Exercise –
After locating the line containing "just wanna know the bbox for the gray", transcribe that line and all following lines exactly, stopping only at the end of the records.

Material provided –
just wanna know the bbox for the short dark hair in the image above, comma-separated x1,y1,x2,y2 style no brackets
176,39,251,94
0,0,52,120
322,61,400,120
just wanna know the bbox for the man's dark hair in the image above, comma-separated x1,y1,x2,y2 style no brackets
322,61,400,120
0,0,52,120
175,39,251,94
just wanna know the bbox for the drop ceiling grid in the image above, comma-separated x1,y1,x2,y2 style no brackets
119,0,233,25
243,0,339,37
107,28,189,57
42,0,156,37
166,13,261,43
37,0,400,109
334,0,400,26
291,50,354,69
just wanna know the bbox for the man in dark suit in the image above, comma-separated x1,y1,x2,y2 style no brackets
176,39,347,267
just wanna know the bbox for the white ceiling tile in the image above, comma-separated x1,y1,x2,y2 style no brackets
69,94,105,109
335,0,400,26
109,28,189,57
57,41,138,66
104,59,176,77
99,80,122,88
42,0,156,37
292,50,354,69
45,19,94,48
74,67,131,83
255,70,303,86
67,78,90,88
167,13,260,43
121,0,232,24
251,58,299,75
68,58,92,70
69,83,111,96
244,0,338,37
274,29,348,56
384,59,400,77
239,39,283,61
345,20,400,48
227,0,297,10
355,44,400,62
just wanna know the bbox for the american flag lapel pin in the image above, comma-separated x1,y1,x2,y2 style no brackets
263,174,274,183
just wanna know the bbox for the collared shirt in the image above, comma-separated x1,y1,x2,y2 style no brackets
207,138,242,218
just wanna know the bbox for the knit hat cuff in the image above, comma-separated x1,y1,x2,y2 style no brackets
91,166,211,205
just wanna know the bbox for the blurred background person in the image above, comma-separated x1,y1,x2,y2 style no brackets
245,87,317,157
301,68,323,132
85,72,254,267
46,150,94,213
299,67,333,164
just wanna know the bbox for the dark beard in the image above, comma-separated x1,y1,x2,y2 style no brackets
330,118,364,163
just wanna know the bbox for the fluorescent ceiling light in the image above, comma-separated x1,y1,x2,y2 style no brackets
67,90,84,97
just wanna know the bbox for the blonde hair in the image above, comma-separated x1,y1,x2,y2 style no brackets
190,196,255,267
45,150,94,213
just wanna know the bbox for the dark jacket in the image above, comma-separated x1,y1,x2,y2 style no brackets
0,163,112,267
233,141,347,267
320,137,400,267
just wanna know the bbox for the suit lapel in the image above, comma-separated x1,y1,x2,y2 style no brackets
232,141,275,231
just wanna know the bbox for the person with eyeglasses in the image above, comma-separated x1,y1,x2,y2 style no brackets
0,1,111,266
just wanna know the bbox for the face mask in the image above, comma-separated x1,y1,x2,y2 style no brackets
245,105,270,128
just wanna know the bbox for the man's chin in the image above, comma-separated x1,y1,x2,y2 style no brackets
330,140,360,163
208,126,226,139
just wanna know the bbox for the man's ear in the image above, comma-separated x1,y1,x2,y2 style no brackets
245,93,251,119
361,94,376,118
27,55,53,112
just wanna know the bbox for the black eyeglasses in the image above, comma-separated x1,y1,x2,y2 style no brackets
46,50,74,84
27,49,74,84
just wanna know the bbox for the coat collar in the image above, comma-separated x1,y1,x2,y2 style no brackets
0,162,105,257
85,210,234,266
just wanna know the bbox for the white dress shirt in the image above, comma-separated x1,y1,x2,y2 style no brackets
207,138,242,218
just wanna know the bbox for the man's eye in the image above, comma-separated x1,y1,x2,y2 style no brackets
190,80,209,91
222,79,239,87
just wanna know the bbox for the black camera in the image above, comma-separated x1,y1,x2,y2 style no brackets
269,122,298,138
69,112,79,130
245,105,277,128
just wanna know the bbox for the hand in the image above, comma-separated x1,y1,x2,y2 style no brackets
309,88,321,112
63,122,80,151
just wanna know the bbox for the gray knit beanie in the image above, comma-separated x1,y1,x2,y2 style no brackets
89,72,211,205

Output of the task –
just wanna know the bbox for the gray knit beanie in the image above, comma-separated x1,y1,x2,y2 style no brackets
89,72,211,205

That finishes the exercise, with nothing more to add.